## DATA IN THIS EXERCISE
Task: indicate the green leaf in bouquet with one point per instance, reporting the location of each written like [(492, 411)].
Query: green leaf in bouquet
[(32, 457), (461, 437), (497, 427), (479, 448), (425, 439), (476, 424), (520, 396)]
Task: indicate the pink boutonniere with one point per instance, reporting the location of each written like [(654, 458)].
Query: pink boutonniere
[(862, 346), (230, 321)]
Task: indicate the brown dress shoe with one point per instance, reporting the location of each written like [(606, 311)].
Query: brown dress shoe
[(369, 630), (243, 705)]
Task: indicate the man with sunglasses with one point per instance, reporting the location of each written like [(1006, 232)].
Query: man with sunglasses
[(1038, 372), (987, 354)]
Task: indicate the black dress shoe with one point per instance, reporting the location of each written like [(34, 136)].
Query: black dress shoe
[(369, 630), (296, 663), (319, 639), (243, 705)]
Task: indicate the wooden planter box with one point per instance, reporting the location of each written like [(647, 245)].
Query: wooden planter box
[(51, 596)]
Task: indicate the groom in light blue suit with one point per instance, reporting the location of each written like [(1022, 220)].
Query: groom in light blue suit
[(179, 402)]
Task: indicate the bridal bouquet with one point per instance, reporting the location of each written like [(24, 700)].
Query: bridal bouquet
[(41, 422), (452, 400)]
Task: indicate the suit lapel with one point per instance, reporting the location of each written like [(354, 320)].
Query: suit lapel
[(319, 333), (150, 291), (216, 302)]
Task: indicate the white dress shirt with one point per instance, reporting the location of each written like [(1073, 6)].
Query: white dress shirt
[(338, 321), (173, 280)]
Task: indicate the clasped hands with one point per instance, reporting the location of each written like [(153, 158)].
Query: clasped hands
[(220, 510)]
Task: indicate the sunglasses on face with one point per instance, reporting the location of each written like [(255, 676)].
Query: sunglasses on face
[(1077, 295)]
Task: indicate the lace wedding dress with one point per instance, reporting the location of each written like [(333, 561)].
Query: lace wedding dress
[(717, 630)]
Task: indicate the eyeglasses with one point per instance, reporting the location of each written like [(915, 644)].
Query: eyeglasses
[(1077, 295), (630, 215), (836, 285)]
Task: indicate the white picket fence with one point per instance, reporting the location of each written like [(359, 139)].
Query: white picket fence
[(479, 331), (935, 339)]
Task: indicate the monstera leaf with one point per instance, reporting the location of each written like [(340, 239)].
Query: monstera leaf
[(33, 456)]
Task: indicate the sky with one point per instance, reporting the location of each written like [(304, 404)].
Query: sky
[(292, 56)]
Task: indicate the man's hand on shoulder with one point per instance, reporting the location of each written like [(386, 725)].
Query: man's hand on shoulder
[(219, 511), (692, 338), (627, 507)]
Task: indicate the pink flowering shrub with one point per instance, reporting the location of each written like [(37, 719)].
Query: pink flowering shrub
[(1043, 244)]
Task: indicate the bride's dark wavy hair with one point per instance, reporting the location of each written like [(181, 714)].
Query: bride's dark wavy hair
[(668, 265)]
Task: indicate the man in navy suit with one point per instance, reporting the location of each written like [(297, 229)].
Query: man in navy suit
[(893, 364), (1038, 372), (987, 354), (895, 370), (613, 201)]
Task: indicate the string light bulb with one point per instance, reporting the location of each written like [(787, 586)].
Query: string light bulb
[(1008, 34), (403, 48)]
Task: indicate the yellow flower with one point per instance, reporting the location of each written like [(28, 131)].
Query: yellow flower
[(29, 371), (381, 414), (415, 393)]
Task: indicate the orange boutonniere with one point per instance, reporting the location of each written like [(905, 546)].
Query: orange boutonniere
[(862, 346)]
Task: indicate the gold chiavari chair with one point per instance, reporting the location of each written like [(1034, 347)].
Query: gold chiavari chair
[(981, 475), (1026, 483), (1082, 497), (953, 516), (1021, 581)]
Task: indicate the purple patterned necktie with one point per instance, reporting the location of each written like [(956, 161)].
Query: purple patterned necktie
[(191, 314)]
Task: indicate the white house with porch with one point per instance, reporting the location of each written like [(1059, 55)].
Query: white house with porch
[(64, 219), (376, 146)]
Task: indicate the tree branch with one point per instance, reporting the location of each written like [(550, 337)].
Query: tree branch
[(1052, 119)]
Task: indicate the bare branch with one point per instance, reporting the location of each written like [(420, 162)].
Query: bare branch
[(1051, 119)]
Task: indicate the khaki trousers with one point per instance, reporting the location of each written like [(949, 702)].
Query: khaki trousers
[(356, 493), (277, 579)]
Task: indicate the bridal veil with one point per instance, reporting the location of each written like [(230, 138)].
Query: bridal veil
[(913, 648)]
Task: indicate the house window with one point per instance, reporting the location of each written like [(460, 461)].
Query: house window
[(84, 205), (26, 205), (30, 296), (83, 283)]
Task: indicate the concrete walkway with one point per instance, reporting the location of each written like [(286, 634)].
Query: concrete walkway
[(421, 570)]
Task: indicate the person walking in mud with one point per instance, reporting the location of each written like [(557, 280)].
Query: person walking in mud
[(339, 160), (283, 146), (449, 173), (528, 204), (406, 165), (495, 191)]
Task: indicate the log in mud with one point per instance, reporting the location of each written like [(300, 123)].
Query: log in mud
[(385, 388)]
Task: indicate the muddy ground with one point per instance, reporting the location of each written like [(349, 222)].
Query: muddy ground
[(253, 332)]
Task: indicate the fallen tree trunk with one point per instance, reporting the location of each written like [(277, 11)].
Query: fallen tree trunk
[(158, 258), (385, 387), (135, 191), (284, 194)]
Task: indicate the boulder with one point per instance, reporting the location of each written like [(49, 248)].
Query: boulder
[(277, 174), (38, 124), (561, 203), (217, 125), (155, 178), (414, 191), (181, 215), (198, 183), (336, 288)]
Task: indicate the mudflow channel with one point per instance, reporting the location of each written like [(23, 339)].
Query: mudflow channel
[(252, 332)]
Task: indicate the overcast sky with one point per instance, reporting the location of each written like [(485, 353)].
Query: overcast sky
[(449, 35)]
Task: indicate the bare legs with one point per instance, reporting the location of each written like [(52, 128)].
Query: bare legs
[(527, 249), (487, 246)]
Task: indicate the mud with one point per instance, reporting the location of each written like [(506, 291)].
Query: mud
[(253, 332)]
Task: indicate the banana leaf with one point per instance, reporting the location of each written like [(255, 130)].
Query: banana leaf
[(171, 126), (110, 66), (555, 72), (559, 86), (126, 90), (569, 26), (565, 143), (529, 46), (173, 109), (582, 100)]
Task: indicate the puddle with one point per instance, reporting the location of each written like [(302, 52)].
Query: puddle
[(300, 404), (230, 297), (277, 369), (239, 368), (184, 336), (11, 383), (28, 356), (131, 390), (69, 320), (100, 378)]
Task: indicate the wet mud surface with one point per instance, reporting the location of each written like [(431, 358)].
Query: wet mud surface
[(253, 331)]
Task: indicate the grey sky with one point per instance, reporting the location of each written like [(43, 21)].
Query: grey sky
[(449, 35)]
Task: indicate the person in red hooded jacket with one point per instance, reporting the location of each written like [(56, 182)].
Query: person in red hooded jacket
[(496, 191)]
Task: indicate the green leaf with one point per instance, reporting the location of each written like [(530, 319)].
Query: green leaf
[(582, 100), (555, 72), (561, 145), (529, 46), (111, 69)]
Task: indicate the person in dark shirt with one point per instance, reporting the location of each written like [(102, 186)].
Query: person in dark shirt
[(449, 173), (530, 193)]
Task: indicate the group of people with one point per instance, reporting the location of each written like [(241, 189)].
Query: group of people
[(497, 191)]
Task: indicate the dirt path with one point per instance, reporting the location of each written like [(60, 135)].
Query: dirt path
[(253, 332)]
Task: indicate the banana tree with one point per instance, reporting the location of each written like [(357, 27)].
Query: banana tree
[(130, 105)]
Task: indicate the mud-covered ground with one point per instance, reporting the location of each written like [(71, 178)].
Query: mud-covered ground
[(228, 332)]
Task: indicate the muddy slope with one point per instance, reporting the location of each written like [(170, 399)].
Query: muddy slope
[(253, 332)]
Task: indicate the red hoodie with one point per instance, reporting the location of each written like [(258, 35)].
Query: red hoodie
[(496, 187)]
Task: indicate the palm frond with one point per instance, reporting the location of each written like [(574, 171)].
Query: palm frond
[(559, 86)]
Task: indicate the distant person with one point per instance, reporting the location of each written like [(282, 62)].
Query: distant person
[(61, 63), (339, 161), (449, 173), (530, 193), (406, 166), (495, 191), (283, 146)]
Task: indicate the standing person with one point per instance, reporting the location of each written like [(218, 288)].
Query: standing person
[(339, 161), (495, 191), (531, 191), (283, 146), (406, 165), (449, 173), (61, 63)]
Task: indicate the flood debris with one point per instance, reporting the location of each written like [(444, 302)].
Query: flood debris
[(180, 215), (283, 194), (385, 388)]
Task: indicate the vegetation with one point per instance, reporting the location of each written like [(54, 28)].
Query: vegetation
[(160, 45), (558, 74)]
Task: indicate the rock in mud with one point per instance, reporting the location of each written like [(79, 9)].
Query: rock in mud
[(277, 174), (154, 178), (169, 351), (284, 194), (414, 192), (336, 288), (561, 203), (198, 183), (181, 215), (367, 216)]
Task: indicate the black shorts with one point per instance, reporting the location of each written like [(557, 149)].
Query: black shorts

## EXERCISE OBJECTIVE
Your task for the entries above: copy exactly the span starting with the line with "Query: orange boutonniere" and going on through the line with "Task: indicate the person walking", both lines included, and nothing else.

## TASK RESULT
Query: orange boutonniere
[(862, 346)]
Task: indicate the gold chiavari chair with one point per instance, reporting the location of each written like [(1034, 347)].
Query: gold chiavari chair
[(981, 475), (1026, 483), (1082, 497), (953, 516), (1021, 581)]
Task: indicate the purple patterned necktie with one point per instance, reporting the location of each written like [(956, 161)].
Query: purple patterned necktie
[(191, 314)]
Task: indicate the white house with porch with one point per instance, reporting the location of each written like [(1059, 55)].
Query: white house with porch
[(64, 219), (376, 146)]
Task: indicate the tree branch with one point per instance, reporting the location of each written like [(550, 337)].
Query: tree branch
[(1052, 119)]
Task: indicate the bare branch with one point per instance, reporting the location of each written like [(420, 162)].
Query: bare branch
[(1051, 119)]
Task: indicate the khaki trousers with one point per instance, reporting the location of each written like [(949, 702)].
Query: khaki trousers
[(356, 493), (277, 579)]
Task: indicate the bridal veil with one point per instance, reporting the location of each written like [(230, 138)].
Query: bridal veil
[(913, 648)]
Task: indicate the house window with one point per instance, reporting the location of each written like [(460, 461)].
Query: house window
[(84, 205), (26, 205), (30, 296), (83, 283)]
Task: indicate the concrete walkway with one point per instance, reporting the location of each written like [(286, 634)].
Query: concrete walkway
[(421, 570)]
Task: indicate the person walking in mud with one point per instance, reporting the location of each written like [(557, 280)].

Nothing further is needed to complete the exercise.